## Task prompt
Repeat word for word the portion of the introvert article that begins with the words "It’s also been" and stops after the words "a drug problem.".

## Extract provided
==*==
Introvert recharging

Inside the Head of an Introvert

posted in: Mindfulness | 0

The holiday season is here. For many people, it’s their favorite time of year. For introverts like me, it can be a real challenge.

Let’s face it, it’s not a very introvert-friendly world out there. The personality type, is often misunderstood. For those who don’t identify as introverts, it might conjure up ideas of someone who is quiet or shy. For some that may be true, however it’s is not true for me. We introverts really just process things differently.

Studies show that introverts have a higher blood flow to the frontal lobe, the part of the brain that helps you remember things, solve problems and plan ahead. So, it becomes more complicated for introverts to process information, interactions and events.

It’s also been shown that introverts are more sensitive to that feel good brain chemical, dopamine. Too much and we feel run down. Or another way to look at it is we need less of it to feel happy. Opiates, amphetamines, alcohol and gambling all increase dopamine. That explains a lot – why I’m not a fan of Las Vegas, why one glass of wine is just enough, why I’ve never had a drug problem.

The introvert’s brain treats interactions with people at the same intensity level that it treats encounters with inanimate objects. Introverts process everything in their surroundings and pay attention to all the sensory details in the environment, not just the people. Basically there’s a lot going on in our heads.

Thoughts take a much longer route to process, tapping in to long-term memory, comparing old and new experiences when making a decision, carefully weighing pros and cons. With this active inner dialogue, I tend to respond more slowly than an extrovert, and I can see how this may come across as shy or quiet. Oftentimes, when I’m in a large group of people, by the time I’ve come up with my response the topic has changed.

With such active minds, it’s no wonder that introverts are exhausted by large groups of people. There’s just too much stimulation. It’s why you might find me sitting in a corner at a party, talking to the host’s dog. For us, there’s nothing like a quiet evening at home with a good book, or a hike with one or two of our closest friends to energize us. We’re not anti-social, we just do best in small groups.

All of this leads to some pretty cool advantages of being an introvert. For instance, we don’t have to rely on outside stimuli to energize us – it’s an inside job. And we notice things, lots of things, which is great for creative tasks and problem-solving. In fact, there are some very famous inventors, scientists and artists who are considered introverts – folks like Albert Einstein (my personal fave), Charles Darwin, J.K. Rowling, Steven Spielberg and Eleanor Roosevelt, just to name a few.

For introverts, all that time at home during the pandemic was delightful. We’re very independent, and we work best independently. And speaking of work, we’re the ones that thrive when working behind the scenes. We don’t feel the need, in fact we prefer not to be in the spotlight.

I think my introversion is what first attracted me to meditation. I have a very busy mind and I was looking for a way to dial it down a bit. I share this trait with about one-third of people in the U.S. If you recognized yourself in this article, you might be one of them. And if you can’t relate to any of it, you’re probably an extrovert, with hopefully a little more understanding of what it’s like in the world of an introvert.
==*==
Region pointing listing:
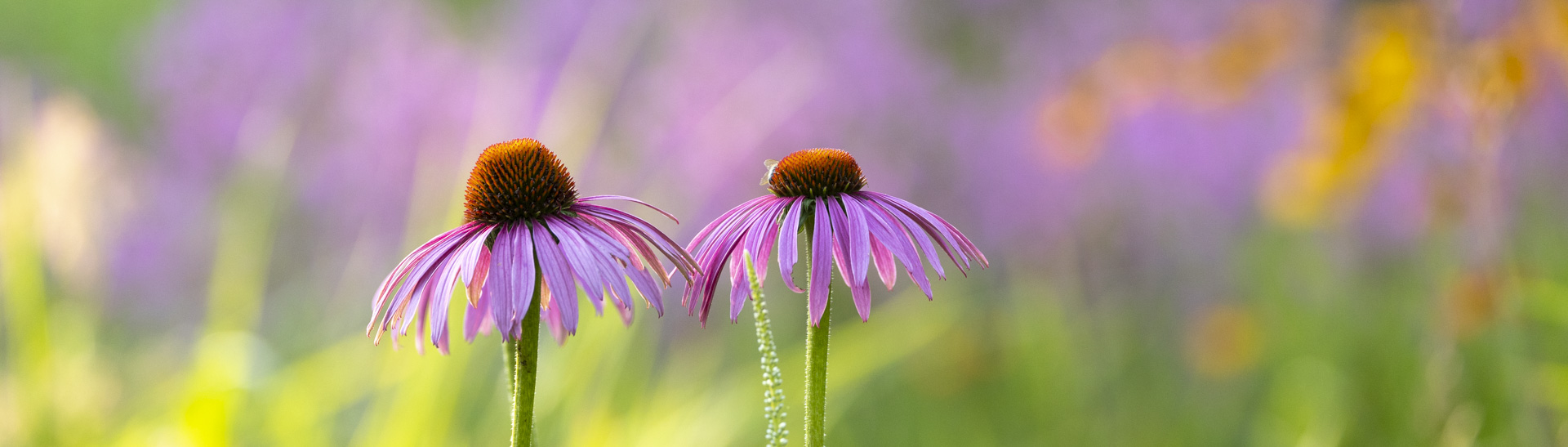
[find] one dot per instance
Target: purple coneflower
(528, 245)
(819, 192)
(862, 228)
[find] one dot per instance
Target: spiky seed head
(816, 173)
(516, 181)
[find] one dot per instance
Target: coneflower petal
(662, 242)
(940, 228)
(789, 242)
(582, 261)
(756, 237)
(612, 256)
(913, 231)
(712, 259)
(477, 319)
(402, 273)
(405, 303)
(702, 239)
(559, 278)
(821, 262)
(894, 239)
(883, 261)
(763, 235)
(739, 286)
(860, 257)
(629, 199)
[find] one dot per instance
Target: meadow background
(1211, 221)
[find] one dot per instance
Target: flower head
(819, 192)
(528, 228)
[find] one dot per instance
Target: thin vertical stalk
(817, 358)
(523, 356)
(777, 435)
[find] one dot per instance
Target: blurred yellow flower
(1380, 78)
(1225, 342)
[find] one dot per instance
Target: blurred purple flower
(366, 90)
(857, 228)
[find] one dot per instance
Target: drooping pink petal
(629, 199)
(407, 295)
(559, 278)
(886, 231)
(857, 240)
(821, 262)
(647, 231)
(581, 261)
(391, 302)
(787, 244)
(911, 230)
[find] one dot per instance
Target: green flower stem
(817, 363)
(777, 433)
(523, 369)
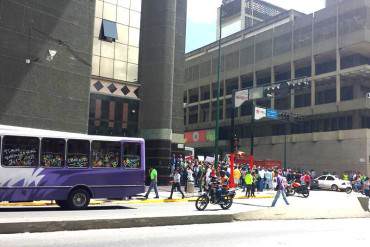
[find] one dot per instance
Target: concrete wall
(42, 94)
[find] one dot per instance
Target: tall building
(330, 48)
(239, 15)
(45, 63)
(161, 73)
(114, 85)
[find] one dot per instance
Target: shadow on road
(250, 204)
(52, 208)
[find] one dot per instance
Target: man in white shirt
(176, 183)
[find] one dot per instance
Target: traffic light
(284, 116)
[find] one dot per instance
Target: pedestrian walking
(237, 174)
(248, 182)
(280, 188)
(153, 182)
(176, 184)
(254, 184)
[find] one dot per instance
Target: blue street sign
(272, 114)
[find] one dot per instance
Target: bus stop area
(128, 214)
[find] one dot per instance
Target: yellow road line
(101, 202)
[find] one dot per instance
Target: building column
(338, 60)
(292, 91)
(313, 67)
(272, 82)
(199, 99)
(292, 68)
(210, 103)
(162, 39)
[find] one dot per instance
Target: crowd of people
(249, 180)
(246, 179)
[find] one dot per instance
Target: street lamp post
(218, 86)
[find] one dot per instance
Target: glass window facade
(117, 60)
(113, 116)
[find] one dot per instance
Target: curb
(136, 201)
(80, 225)
(53, 226)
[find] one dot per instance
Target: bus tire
(78, 199)
(62, 203)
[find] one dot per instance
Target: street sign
(259, 113)
(255, 93)
(241, 97)
(272, 114)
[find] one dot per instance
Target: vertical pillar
(210, 103)
(161, 67)
(338, 60)
(272, 82)
(313, 66)
(199, 108)
(292, 68)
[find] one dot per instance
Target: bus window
(52, 152)
(78, 153)
(20, 151)
(131, 155)
(106, 154)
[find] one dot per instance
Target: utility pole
(217, 128)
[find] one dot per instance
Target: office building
(330, 48)
(114, 85)
(45, 63)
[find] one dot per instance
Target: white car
(332, 182)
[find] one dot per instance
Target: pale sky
(202, 14)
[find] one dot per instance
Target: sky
(202, 15)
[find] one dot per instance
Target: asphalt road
(350, 232)
(317, 200)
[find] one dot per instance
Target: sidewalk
(163, 191)
(320, 205)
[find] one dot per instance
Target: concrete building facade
(161, 72)
(114, 84)
(45, 63)
(331, 48)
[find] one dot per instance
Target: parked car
(332, 182)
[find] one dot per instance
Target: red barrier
(231, 179)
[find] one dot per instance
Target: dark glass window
(205, 93)
(346, 93)
(246, 109)
(231, 85)
(20, 151)
(214, 89)
(193, 95)
(193, 114)
(302, 100)
(52, 152)
(214, 110)
(78, 153)
(229, 108)
(204, 112)
(131, 157)
(247, 81)
(106, 154)
(109, 31)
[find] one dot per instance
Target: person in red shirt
(307, 179)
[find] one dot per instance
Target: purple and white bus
(67, 167)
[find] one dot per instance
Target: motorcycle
(295, 187)
(225, 200)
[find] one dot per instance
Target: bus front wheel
(78, 199)
(62, 204)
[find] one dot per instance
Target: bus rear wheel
(78, 199)
(62, 203)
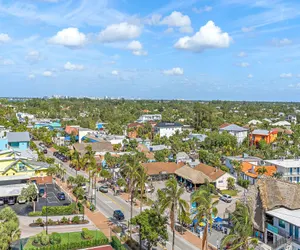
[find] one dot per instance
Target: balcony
==*==
## Exercise output
It’s also been shown that introverts are more sensitive to that feel good brain chemical, dopamine. Too much and we feel run down. Or another way to look at it is we need less of it to feel happy. Opiates, amphetamines, alcohol and gambling all increase dopamine. That explains a lot – why I’m not a fan of Las Vegas, why one glass of wine is just enough, why I’ve never had a drug problem.